*** Source passage ***

3 people like this
@Darkwing (21588)
12 Feb 07
How about approaching this softly softly? Take your dog with you, and knock on their door, preferably when their own dog is not in the yard. Upon their answering the door, say something like, "Hi, I thought I might bring my dog around to get to know your dog, as he seems to be distressed each time we pass, taking our dog for a walk." Maybe they will take this as a friendly gesture, and maybe they won't but it's probably your best shot. If they're adamant that they don't want that to happen, then perhaps ask if he mightn't be happier about people and dogs passing, if they were out of his view, behind a fence or something. If all fails, and you don't think you're going to get anywhere, you can go to the dog control people with a clear conscience that you have done your best, and all you can to resolve the situation amicably. The rest is up to the dog's owners. They must realise that it's barking constantly. I hope you get to work this out with your neighbours with the minimum of fuss. Brightest Blessings.

*** End of Source passage ***
*** Data excerpts ***

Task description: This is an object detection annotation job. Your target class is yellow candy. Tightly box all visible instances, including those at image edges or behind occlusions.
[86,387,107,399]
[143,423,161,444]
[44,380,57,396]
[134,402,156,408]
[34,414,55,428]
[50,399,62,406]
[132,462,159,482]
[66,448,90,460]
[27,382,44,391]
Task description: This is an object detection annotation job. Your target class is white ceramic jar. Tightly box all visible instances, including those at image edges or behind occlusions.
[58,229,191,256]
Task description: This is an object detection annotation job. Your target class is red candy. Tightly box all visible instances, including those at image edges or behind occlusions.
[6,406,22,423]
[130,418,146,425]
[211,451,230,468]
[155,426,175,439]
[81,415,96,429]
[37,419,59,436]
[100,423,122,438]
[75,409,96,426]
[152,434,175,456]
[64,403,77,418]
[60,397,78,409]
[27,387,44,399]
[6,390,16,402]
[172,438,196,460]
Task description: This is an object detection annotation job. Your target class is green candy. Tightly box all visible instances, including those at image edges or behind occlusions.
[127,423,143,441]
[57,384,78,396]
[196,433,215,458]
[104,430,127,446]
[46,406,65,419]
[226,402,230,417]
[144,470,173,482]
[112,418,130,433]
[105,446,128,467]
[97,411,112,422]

*** End of Data excerpts ***
*** Data excerpts ***

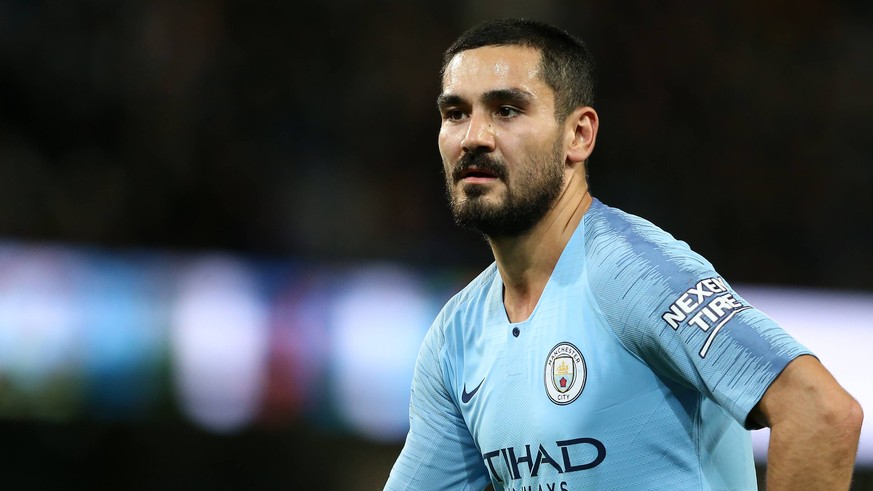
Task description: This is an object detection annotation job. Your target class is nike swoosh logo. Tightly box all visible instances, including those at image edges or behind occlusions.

*** End of Data excerpts ***

Complete the following »
A. From the post about the neighbors' barking dog, list every action the poster advises the reader to take.
B. Carry on the forum post about the neighbors' barking dog, starting after its final line.

Answers to the problems »
A.
- Take your own dog along.
- Knock on the neighbors' door, preferably when their dog is not in the yard.
- Say something like: you thought you might bring your dog around to get to know theirs, since it seems distressed each time you pass on a walk.
- If they refuse, ask whether their dog might be happier if passing people and dogs were out of its view, behind a fence or something.
- If all fails, go to the dog control people.

B.
3 people like this
• United States
12 Feb 07
check and see if your town/county has a leash law, then perhaps you can talk to the neighbors first, very friendly like and explain that their dog is barking and acting aggressive when you go on walks, and you worry that he may one day bite, or could even be hit with a car-see if they are receptive to your talk, if they dont respond neighborly- I would call your authorities if there is leash law or animal control- they dont realize that if he bites someone, they are responsible and then they face fines, and medical bills,not to mention the dog being euthanized. I have 2 dogs and when they arent in the fenced in area, they are on a leash and are never out where they can scare/cause others fear-they are actually big babies! Good luck! Let me know how it goes!
3 people like this
@Bee1955 (3886)
• United States
13 Feb 07
No, your first instinct is correct. Go over, introduce yourself and talk about their dog -- the possibility it might get hit by a car, how it runs into the street as you all walk by, etc. Do it in a concerned, non-threatening manner. Offer a an extra lead or leash as if they dont have one. You'll be surprized that honey gathers more flies than vinegar.
1 person likes this
@kgwat70 (13396)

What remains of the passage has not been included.